▶ ENTRIES PROVIDED
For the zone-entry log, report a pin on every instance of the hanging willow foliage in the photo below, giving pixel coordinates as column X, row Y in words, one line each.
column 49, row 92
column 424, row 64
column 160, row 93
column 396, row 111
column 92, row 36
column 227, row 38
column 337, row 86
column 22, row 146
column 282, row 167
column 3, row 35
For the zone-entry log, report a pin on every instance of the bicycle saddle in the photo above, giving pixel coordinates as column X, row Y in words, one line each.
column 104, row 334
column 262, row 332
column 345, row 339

▶ YOUR OBJECTIVE
Please change "zone-entry log" to "field survey log" everywhere in the items above, and leave every other part of them as it is.

▶ RESPONSE TO THIS TASK
For the field survey log, report a pin on every instance of the hanging willow foliage in the photo below, giving pixel coordinates as column X, row Y in words, one line each.
column 49, row 92
column 424, row 64
column 160, row 93
column 396, row 111
column 92, row 36
column 227, row 38
column 337, row 86
column 22, row 146
column 282, row 167
column 3, row 35
For the field survey log, report a pin on every instance of the bicycle saddle in the photo above, giving pixel coordinates as column X, row Y in words, one line each.
column 104, row 334
column 262, row 332
column 345, row 339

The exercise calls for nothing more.